Exercise goal:
Could you write out every one of the rows below word for word, changing nothing?

Data excerpts:
***

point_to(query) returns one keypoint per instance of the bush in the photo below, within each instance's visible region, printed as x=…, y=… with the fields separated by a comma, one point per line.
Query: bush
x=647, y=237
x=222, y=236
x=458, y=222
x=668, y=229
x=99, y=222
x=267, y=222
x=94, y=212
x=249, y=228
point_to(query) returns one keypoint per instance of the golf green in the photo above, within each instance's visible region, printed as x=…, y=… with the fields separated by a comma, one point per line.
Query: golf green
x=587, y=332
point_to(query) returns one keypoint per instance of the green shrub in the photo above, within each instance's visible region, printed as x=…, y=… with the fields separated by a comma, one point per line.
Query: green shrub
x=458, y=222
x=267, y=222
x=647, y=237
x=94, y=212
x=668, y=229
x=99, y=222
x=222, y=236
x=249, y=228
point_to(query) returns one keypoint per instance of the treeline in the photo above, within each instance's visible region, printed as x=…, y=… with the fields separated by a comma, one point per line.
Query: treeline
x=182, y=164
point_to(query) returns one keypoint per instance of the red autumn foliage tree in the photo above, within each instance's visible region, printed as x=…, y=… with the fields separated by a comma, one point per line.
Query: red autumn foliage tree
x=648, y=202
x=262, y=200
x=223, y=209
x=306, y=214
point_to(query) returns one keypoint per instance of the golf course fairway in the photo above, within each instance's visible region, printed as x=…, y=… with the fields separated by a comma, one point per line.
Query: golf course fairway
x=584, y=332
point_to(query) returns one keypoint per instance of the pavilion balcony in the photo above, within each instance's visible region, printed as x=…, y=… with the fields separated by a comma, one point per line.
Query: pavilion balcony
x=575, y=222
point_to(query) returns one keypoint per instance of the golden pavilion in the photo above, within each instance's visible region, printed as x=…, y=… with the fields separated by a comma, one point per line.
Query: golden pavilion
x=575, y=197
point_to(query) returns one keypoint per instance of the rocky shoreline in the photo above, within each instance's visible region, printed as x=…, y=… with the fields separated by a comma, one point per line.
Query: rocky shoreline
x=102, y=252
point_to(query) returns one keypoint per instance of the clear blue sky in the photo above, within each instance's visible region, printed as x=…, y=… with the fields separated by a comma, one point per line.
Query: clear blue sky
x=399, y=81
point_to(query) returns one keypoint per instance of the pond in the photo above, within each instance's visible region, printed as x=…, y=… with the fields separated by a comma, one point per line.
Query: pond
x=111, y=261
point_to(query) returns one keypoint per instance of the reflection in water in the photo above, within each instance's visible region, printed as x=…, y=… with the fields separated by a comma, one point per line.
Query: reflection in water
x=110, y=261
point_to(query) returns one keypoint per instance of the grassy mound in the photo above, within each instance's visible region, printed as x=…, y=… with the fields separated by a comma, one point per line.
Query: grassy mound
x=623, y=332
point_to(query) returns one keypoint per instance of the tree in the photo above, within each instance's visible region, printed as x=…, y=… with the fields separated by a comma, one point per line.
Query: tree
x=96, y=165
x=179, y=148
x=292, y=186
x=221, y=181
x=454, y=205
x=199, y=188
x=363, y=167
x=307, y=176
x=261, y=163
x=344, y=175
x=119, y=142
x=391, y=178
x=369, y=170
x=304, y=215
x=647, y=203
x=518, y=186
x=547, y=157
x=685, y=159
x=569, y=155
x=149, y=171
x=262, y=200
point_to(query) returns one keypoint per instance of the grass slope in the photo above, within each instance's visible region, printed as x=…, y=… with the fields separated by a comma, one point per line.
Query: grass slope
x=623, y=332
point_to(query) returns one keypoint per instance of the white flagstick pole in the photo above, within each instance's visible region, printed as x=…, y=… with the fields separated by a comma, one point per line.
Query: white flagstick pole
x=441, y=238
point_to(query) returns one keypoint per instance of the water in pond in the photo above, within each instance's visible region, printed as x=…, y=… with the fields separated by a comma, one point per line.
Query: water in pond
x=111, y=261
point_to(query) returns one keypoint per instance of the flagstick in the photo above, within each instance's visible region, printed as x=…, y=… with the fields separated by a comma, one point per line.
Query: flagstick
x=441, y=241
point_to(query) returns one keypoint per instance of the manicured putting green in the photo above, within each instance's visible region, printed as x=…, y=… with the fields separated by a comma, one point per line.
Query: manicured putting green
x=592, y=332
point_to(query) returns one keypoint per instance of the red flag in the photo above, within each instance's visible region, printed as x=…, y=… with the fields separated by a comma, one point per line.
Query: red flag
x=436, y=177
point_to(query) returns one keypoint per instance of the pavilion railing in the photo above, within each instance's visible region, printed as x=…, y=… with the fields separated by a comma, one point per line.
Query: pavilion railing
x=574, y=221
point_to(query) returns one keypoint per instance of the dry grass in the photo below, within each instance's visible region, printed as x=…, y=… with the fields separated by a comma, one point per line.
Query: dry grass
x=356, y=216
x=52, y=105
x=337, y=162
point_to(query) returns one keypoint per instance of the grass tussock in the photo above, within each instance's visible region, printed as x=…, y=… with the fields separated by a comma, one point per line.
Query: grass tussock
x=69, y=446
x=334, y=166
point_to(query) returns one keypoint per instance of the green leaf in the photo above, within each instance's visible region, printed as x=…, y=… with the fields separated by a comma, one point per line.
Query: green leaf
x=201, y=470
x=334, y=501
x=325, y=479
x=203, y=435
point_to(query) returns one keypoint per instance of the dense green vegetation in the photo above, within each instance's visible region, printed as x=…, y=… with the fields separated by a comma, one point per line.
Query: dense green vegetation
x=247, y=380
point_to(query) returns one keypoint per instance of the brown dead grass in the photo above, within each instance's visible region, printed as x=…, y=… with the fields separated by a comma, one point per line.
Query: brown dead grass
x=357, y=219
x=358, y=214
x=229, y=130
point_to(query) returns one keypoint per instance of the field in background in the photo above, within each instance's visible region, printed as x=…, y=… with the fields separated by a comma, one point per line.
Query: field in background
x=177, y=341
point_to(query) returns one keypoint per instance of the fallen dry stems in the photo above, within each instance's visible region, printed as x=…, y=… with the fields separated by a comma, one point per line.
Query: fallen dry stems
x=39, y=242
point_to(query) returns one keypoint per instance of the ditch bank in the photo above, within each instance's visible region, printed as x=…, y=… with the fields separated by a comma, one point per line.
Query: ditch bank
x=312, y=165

***

Task output:
point_to(query) returns one keypoint per instance of the bush in the photo below, within each instance's visible region, printed as x=…, y=… with the fields separated by a comma, one point per line.
Query: bush
x=647, y=237
x=222, y=236
x=458, y=222
x=668, y=229
x=99, y=222
x=267, y=222
x=94, y=212
x=249, y=228
point_to(query) returns one keypoint per instance of the golf green in the photo above, within each instance's visible region, printed as x=…, y=… with the fields separated by a comma, one point per line.
Query: golf green
x=587, y=332
point_to(query) returns one keypoint per instance of the green shrub in the photo above, within each instance's visible region, printed as x=…, y=… with the fields separated by a comma, one point per line.
Query: green shrub
x=458, y=222
x=267, y=222
x=647, y=237
x=94, y=212
x=668, y=229
x=99, y=222
x=222, y=236
x=249, y=228
point_to(query) returns one keypoint per instance of the treeline in the photo above, within each instance's visible region, printed as x=…, y=… with the fields separated by a comma, one point per line.
Query: treeline
x=182, y=164
point_to(query) returns one keypoint per instance of the red autumn foliage tree in the photo above, within each instance's visible region, printed as x=…, y=… with the fields separated by a comma, one point per line.
Query: red autumn foliage tree
x=648, y=202
x=262, y=200
x=223, y=209
x=306, y=214
point_to(query) returns one keypoint per instance of the golf course fairway in the photo above, within each instance's visible region, printed as x=…, y=… with the fields separated by a comma, one point per line.
Query: golf course fairway
x=584, y=332
point_to(query) returns one keypoint per instance of the pavilion balcony in the photo above, within each instance's visible region, printed as x=…, y=… with the fields separated by a comma, one point per line.
Query: pavilion balcony
x=575, y=222
point_to(query) returns one keypoint per instance of the golden pavilion in the photo above, within each instance's visible region, printed as x=…, y=… with the fields separated by a comma, one point per line.
Query: golden pavilion
x=575, y=197
point_to(query) returns one keypoint per instance of the rocky shoreline in the photo above, within each instance's visible region, printed as x=…, y=… with the fields separated by a comma, one point per line.
Query: rocky shoreline
x=102, y=252
point_to(query) returns one keypoint per instance of the clear blue sky in the photo above, within each instance's visible region, printed as x=…, y=… with the fields separated by a comma, one point per line.
Query: clear blue sky
x=399, y=81
point_to(query) returns one keypoint per instance of the pond in the photo above, within each instance's visible region, printed as x=…, y=… with the fields separated by a comma, one point per line.
Query: pond
x=111, y=261
point_to(query) returns one keypoint per instance of the reflection in water in the photo above, within each instance's visible region, printed as x=…, y=… with the fields separated by a comma, one point per line.
Query: reflection in water
x=110, y=261
point_to(query) returns one keypoint per instance of the grassy mound in the photo above, within each instance's visible region, printed as x=…, y=… with the fields separated by a comma, one point per line.
Query: grassy mound
x=623, y=332
point_to(query) returns one keypoint per instance of the tree in the photo above, within each instance's visible region, printed as x=…, y=… with the fields separated by a comma, one point per line.
Query: tree
x=96, y=165
x=179, y=148
x=292, y=186
x=221, y=181
x=454, y=205
x=199, y=188
x=363, y=167
x=307, y=176
x=261, y=163
x=344, y=175
x=119, y=142
x=391, y=178
x=369, y=170
x=304, y=215
x=647, y=203
x=518, y=186
x=547, y=157
x=685, y=159
x=569, y=155
x=149, y=171
x=262, y=200
point_to(query) returns one keypoint per instance of the grass slope in the photo above, within each instance's visible region, printed as x=…, y=… with the fields separated by a comma, one point per line.
Query: grass slope
x=623, y=332
point_to(query) returns one keypoint per instance of the white flagstick pole in the photo above, within each instance's visible region, printed as x=…, y=… with the fields separated by a comma, one point per line.
Query: white flagstick pole
x=441, y=238
point_to(query) returns one keypoint per instance of the water in pond in the photo above, within each instance's visible region, printed as x=…, y=… with the fields separated by a comma, one point per line.
Query: water in pond
x=111, y=261
point_to(query) returns one keypoint per instance of the flagstick in the photo above, within each instance's visible region, printed as x=…, y=… with the fields separated by a comma, one point per line.
Query: flagstick
x=441, y=241
point_to(query) returns one keypoint per instance of the manicured putting green in the photo above, within each instance's visible region, printed as x=…, y=… with the fields separated by a comma, one point per line.
Query: manicured putting green
x=592, y=332
point_to(query) returns one keypoint per instance of the red flag in the photo above, within each instance's visible region, printed as x=…, y=… with the fields separated by a comma, one point per line.
Query: red flag
x=436, y=177
point_to(query) returns one keypoint per instance of the pavilion railing in the photo above, within each instance's visible region, printed as x=…, y=… with the fields separated by a comma, one point per line.
Query: pavilion railing
x=574, y=221
point_to(query) returns one keypoint per instance of the dry grass in the photo below, within each instance's visible region, printed as x=…, y=… with the fields separated by a comma, one point per line.
Query: dry grass
x=356, y=216
x=52, y=105
x=337, y=162
point_to(query) returns one keypoint per instance of the grass tussock in the photo above, within each instance's visible region, printed as x=…, y=… with the fields separated by a comma, one point per line.
Query: grass tussock
x=69, y=446
x=334, y=166
point_to(query) returns one keypoint per instance of the green leaf in the photo above, within each instance's visible region, printed as x=…, y=… with the fields separated by a comma, one point per line.
Query: green leaf
x=201, y=470
x=334, y=501
x=325, y=479
x=203, y=435
point_to(query) returns one keypoint per instance of the dense green vegetation in the photo above, within each instance's visible region, printed as x=…, y=… with the fields separated by a comma, one point per line.
Query: dense green vegetation
x=247, y=380
point_to(query) returns one keypoint per instance of the brown dead grass in the photo above, within each instance's visible region, printed as x=…, y=… with the fields separated by a comma, one point per line.
Query: brown dead grass
x=357, y=219
x=358, y=214
x=229, y=130
point_to(query) returns one keypoint per instance of the field in background in the photo above, within each instance's visible region, printed as x=…, y=… with the fields separated by a comma, one point per line.
Query: field in background
x=177, y=341
point_to(query) returns one keypoint per instance of the fallen dry stems in the photo above, within each instance's visible region, printed as x=…, y=… with the fields separated by a comma, one point per line.
Query: fallen dry stems
x=39, y=242
point_to(query) returns one keypoint per instance of the ditch bank in the photo above, within each instance's visible region, printed as x=…, y=… with the fields separated by a comma, one point per line.
Query: ditch bank
x=312, y=165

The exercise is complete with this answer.